begin Source data

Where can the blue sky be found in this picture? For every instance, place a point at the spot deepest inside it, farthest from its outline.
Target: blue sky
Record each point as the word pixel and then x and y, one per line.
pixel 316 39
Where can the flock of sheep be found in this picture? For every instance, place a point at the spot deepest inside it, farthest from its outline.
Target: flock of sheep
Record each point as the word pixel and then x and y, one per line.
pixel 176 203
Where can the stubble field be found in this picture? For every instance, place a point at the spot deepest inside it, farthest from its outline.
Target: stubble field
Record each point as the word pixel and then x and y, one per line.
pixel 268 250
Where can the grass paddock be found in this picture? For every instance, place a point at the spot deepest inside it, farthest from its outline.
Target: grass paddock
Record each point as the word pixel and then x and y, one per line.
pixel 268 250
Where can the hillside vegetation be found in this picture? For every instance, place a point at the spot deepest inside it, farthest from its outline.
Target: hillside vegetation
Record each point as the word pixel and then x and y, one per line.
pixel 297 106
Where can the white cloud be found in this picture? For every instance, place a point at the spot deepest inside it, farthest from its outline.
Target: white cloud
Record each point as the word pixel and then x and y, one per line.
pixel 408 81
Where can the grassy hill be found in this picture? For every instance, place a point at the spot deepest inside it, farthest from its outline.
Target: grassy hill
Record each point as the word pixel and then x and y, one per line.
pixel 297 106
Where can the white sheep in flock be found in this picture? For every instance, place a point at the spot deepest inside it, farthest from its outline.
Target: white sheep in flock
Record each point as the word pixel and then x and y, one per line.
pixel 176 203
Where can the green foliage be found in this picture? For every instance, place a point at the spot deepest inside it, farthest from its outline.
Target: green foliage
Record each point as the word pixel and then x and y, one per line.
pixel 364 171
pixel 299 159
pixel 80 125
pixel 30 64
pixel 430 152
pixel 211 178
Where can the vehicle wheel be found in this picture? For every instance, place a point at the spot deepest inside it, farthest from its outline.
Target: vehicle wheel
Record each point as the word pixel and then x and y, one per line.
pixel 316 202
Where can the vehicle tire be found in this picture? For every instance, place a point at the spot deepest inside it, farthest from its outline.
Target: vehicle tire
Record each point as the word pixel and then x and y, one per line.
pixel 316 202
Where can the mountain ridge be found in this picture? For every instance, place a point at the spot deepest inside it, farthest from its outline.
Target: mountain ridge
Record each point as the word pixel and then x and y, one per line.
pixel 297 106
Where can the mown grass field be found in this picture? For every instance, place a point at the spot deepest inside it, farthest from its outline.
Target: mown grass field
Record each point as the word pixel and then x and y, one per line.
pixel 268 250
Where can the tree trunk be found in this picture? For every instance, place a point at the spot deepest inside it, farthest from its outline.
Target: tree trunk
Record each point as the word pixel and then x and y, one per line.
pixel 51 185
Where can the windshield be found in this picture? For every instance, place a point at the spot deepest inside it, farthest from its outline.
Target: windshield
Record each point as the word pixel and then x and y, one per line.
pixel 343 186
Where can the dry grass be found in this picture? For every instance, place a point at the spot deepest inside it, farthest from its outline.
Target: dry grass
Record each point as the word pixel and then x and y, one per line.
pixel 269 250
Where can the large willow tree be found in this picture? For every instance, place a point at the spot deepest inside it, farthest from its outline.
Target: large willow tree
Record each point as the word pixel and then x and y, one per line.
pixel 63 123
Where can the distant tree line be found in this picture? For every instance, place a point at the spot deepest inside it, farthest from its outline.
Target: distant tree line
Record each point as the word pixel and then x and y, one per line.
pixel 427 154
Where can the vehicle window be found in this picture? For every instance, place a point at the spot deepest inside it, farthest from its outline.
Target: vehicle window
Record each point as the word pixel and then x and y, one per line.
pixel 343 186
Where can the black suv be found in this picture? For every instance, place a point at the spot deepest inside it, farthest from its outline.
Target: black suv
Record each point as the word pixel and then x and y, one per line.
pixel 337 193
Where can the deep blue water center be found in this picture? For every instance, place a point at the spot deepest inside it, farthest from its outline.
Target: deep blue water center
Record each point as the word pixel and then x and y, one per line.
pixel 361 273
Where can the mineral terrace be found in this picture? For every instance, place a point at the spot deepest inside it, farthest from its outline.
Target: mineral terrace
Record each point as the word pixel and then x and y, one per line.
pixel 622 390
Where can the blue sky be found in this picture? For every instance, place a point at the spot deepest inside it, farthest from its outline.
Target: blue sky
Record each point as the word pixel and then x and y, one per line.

end Source data

[The task] Copy out every one of the entries above word for word, with nothing added or left out.

[Completed exercise]
Where can the blue sky be found in this picture? For every instance, place a point at the spot deepest inside it, farthest from its outline.
Target: blue sky
Record each point as the word pixel and then x and y, one per line.
pixel 316 39
Where can the flock of sheep be found in this picture? For every instance, place a point at the spot deepest inside it, farthest from its outline.
Target: flock of sheep
Record each point as the word pixel and then x and y, one per line.
pixel 176 203
Where can the stubble field be found in this picture? For every instance, place a point at the spot deepest inside it, farthest from its outline.
Target: stubble field
Record each point as the word pixel and then x and y, one per line.
pixel 268 250
Where can the grass paddock be found in this picture? For every instance, place a point at the spot deepest inside it, farthest from its outline.
Target: grass paddock
Record each point as the word pixel and then x and y, one per line.
pixel 268 250
Where can the hillside vegetation be found in this picture? For every instance, place a point at the spot deepest inside it, farthest from its outline.
Target: hillside vegetation
Record each point as the word pixel and then x and y, one per line.
pixel 297 106
Where can the white cloud be found in this picture? For every instance, place a point at the spot deepest inside it, farthest from its outline.
Target: white cloud
Record each point as the word pixel and then x and y, one per line.
pixel 408 81
Where can the grassy hill be found in this picture? For every instance, place a point at the spot deepest inside it, farthest from its outline.
Target: grassy hill
Record each point as the word pixel and then x and y, one per line.
pixel 297 106
Where can the white sheep in flock be found in this picture? For every instance, place a point at the spot deepest inside it, farthest from its outline.
Target: white sheep in flock
Record each point as the word pixel and then x and y, one per line.
pixel 176 203
Where can the green foliage be found in this picture? For every instance, place a point at the spot deepest inside it, farthest from its outline.
Target: green foliage
Record each point as the word pixel and then x and y, one per line.
pixel 364 171
pixel 299 159
pixel 80 125
pixel 30 64
pixel 430 152
pixel 211 178
Where can the vehicle wheel be found in this picture? For every instance, place a point at the spot deepest inside it, farthest from its outline.
Target: vehicle wheel
Record each point as the word pixel and then x and y, one per line.
pixel 316 202
Where can the vehicle tire be found in this picture? For every instance, place a point at the spot deepest inside it, farthest from its outline.
Target: vehicle tire
Record each point as the word pixel and then x and y, one per line.
pixel 316 202
Where can the mountain ridge be found in this picture? For every instance, place a point at the spot deepest inside it, farthest from its outline.
Target: mountain ridge
Record each point as the word pixel and then x and y, one per line.
pixel 297 106
Where can the mown grass field be found in this picture? For every instance, place a point at the spot deepest inside it, farthest from its outline.
Target: mown grass field
Record each point as the word pixel and then x and y, one per line.
pixel 268 250
Where can the tree trunk be found in this picture? For every instance, place a point at the spot deepest inside it, farthest from its outline.
Target: tree trunk
Record each point as the word pixel and then x and y, one per line.
pixel 51 185
Where can the windshield be found in this picture? For every instance, place a point at the spot deepest inside it, farthest from its outline.
Target: windshield
Record each point as the word pixel and then x and y, one per line.
pixel 343 186
Where can the dry grass be found in this picture? For every instance, place a point at the spot deepest inside it, farthest from its outline.
Target: dry grass
Record each point as the word pixel and then x and y, one per line.
pixel 269 250
Where can the large willow tree be found in this picture? For every instance, place a point at the spot deepest inside it, farthest from its outline.
Target: large willow tree
Record each point as the word pixel and then x and y, one per line.
pixel 63 123
Where can the distant tree line be found in this picture? For every instance, place a point at the spot deepest inside it, farthest from its outline.
Target: distant tree line
Record each point as the word pixel and then x and y, one per line.
pixel 427 154
Where can the vehicle window be found in this picture? For every instance, place a point at the spot deepest inside it, farthest from its outline.
Target: vehicle window
Record each point as the word pixel and then x and y, one per line.
pixel 343 186
Where can the black suv be found in this picture? For every instance, place a point at the spot deepest inside it, farthest from its outline.
Target: black suv
Record each point as the word pixel and then x and y, one per line.
pixel 337 193
Where can the deep blue water center be found in this picture? For every instance, place a point at the spot deepest inside it, farthest from its outline.
Target: deep blue water center
Record each point as the word pixel and then x and y, one per line.
pixel 361 273
Where can the mineral terrace be found in this picture? For every instance, place a point at the spot deepest inside it, farthest from its outline.
Target: mineral terrace
Record each point as the word pixel and then x and y, one per line.
pixel 622 390
Where can the blue sky be found in this picture? For every instance, place a point at the spot deepest inside it, farthest from its outline.
Target: blue sky
Record each point as the word pixel and then x and y, one per line.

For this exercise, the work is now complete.